## start QUOTED TEXT
Scale is the single biggest unmet challenge in development and impact investment today. IDE, the development organization I founded, has helped some 20 million people living on a $1/day move out of poverty, but this is a drop in the bucket compared to the 2.7 billion people still living on less than $2/day. About the only big business to reach poor people at scale is mobile phones, and that happened pretty much by accident. I think it’s entirely feasible to help 100 million poor people at a time move out of poverty with technologies they need to raise their incomes, with the right distribution systems, and with business incentives at all levels. Mal Warwick and I have described some of the basic steps to achieve scale in our new book, The Business Solution to Poverty, to be released September 9th. They are not overly complicated.
It’s important to start with a problem that is scalable and to take advantage of market-based strategies. For example, assuming that 10% market penetration is feasible, why not start by only addressing problems shared by at least a billion potential $2/day customers? There are plenty of such problems. There at least a billion $2/day customers without access to safe drinking water, and another billion without access to decent affordable health services, electricity, education, sanitation, and many more. Selecting a scalable problem to begin with and building a scaling strategy into the business plan from the beginning are two key elements to a practical scaling strategy.
What about the organizational structure that is needed to achieve scale? If you need to sharpen ten pencils, it’s pretty obvious how
you would go about it. But how would you efficiently sharpen a thousand pencils? A million pencils? A hundred million? To sharpen a hundred million pencils a day, you would have to identify a number of processes that are practical to reach scale. You would go through the same process to figure that out for pencils as you would with a lot of different processes to reach scale in serving poor customers. To reach one hundred million customers with safe drinking water, we had to learn and operationalize every step it takes to deliver water to a block of 50 new villages in Orissa every month. With this defined, we will roll out services in multiples of 50 village blocks every month.
I met Madhumita Puri, from New Delhi, India at the Unreasonable Institute meeting of social entrepreneurs in Boulder, where I’m a mentor. India has 108,000 Hindu temples, and flowers like marigolds are brought by the thousands to each temple every day. In fact, each temple throws out about 50-60 kilos of wilted flowers every day. For Mahumita’s company Trash to Cash, disabled people in New Dehli, India collect flowers discarded by 60 of these temples so they can be ground to create a powdered dye for Holi, a Hindu festival celebrating the harvest season and the good that comes from loving God. During Holi, people gather in the streets, celebrate, and throw powdered colors over each other. The festival creates a huge market for dye that can be made by processing these flowers.
## end QUOTED TEXT
## start PROVIDED RECORDS
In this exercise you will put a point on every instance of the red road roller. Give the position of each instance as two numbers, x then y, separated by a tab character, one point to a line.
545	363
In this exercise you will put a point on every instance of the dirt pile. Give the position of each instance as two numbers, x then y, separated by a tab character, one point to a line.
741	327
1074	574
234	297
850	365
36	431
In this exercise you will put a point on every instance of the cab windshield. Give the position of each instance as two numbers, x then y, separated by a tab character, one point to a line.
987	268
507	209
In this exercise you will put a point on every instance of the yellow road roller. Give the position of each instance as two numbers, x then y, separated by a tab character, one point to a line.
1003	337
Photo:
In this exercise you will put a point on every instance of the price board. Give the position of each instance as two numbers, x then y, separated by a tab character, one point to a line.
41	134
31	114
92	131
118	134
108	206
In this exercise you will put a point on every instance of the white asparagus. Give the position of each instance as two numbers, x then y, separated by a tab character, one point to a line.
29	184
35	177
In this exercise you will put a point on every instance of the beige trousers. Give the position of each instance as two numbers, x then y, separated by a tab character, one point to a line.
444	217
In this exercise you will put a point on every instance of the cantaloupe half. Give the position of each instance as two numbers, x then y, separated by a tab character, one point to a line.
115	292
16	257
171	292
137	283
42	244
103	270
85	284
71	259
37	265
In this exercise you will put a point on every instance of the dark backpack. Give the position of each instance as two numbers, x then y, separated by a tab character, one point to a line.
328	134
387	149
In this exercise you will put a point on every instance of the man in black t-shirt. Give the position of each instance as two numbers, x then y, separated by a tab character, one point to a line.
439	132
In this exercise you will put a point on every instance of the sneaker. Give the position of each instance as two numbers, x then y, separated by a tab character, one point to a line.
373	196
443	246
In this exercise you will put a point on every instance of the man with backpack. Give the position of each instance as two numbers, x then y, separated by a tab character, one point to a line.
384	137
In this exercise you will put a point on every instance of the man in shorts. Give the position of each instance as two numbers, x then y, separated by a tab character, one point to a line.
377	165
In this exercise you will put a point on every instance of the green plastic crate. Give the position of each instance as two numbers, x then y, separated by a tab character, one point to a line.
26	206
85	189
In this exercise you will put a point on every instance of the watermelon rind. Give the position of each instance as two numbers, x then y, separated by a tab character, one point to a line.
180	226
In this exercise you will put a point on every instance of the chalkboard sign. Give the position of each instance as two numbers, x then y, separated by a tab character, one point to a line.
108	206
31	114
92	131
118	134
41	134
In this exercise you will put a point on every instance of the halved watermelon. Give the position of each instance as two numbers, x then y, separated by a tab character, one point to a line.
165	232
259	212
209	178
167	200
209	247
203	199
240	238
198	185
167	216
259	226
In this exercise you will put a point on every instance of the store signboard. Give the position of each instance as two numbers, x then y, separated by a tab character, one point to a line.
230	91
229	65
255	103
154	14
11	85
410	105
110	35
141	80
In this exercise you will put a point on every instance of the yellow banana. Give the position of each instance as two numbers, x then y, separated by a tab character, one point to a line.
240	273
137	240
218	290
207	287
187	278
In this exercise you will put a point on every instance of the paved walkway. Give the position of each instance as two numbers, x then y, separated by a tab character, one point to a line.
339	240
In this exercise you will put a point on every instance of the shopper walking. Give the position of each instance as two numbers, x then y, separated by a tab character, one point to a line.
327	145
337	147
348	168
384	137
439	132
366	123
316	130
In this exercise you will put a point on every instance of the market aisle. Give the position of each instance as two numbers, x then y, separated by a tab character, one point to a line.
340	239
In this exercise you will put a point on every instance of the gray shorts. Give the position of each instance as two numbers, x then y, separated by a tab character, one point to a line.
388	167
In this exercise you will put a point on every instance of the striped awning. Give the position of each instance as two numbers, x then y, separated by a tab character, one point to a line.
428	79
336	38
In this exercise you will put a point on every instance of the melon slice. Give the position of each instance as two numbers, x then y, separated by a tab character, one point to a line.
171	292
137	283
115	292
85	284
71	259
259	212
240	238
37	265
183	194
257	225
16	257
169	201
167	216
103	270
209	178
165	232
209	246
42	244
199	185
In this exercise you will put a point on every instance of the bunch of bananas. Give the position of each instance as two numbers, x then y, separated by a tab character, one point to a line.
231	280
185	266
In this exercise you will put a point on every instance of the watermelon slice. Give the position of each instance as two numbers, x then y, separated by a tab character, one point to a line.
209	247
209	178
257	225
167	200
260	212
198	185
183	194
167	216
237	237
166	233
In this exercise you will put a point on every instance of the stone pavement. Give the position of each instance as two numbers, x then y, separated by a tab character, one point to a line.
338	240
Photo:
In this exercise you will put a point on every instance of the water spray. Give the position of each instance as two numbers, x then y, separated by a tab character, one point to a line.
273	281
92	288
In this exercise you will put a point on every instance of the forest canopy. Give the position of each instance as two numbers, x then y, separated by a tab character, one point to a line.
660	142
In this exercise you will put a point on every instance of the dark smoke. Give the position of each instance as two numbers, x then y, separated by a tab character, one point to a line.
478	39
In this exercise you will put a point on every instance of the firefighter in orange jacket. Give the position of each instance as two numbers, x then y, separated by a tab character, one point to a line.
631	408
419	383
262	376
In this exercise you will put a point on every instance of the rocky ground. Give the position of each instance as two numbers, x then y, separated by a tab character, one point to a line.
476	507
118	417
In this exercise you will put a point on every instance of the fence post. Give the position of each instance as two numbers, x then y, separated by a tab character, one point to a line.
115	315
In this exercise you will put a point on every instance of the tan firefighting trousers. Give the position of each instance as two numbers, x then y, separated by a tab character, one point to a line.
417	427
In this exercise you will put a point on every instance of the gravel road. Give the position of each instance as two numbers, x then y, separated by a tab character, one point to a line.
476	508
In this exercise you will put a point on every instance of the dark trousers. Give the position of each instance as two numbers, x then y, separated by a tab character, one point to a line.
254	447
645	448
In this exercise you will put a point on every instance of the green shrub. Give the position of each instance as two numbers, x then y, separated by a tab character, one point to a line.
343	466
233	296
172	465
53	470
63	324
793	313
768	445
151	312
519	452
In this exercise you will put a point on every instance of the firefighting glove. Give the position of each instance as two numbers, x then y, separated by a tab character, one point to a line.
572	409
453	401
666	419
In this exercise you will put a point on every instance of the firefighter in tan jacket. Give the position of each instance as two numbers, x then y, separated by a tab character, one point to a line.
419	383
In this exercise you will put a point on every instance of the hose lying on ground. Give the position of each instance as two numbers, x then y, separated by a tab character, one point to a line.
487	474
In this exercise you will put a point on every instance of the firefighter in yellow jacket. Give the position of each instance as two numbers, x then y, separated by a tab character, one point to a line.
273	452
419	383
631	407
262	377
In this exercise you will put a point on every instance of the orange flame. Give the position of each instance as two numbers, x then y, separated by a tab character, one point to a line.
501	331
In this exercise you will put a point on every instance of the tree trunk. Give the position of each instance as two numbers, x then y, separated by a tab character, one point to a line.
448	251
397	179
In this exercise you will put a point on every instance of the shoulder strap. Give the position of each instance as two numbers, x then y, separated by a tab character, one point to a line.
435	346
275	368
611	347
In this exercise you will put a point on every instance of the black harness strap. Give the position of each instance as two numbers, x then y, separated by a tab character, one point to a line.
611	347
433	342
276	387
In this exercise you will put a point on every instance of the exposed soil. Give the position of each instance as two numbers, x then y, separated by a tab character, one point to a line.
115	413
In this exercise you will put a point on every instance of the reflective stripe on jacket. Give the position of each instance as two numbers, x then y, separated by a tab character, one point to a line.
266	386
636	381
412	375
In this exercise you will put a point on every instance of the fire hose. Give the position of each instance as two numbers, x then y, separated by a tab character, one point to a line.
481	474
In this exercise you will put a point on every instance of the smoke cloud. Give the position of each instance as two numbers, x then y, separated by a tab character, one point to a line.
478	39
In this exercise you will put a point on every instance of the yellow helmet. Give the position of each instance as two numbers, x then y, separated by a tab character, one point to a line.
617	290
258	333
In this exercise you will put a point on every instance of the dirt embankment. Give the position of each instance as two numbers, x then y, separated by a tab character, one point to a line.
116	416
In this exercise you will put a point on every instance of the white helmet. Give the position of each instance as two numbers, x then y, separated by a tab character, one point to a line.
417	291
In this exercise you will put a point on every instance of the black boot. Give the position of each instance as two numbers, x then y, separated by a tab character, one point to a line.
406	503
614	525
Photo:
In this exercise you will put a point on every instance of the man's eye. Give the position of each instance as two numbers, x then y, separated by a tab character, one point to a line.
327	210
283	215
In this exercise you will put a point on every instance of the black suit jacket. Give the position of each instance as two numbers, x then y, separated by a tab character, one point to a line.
## end PROVIDED RECORDS
§ WHAT TO DO:
1) Reproduce word for word the passage of the essay on reaching the poor at scale that begins with the words "Scale is the" and ends after "not overly complicated.".
2) According to the essay on reaching the poor at scale, how many Hindu temples are there in India?

§ ANSWERS IN ORDER:
1)
Scale is the single biggest unmet challenge in development and impact investment today. IDE, the development organization I founded, has helped some 20 million people living on a $1/day move out of poverty, but this is a drop in the bucket compared to the 2.7 billion people still living on less than $2/day. About the only big business to reach poor people at scale is mobile phones, and that happened pretty much by accident. I think it’s entirely feasible to help 100 million poor people at a time move out of poverty with technologies they need to raise their incomes, with the right distribution systems, and with business incentives at all levels. Mal Warwick and I have described some of the basic steps to achieve scale in our new book, The Business Solution to Poverty, to be released September 9th. They are not overly complicated.

2) India has 108,000 Hindu temples.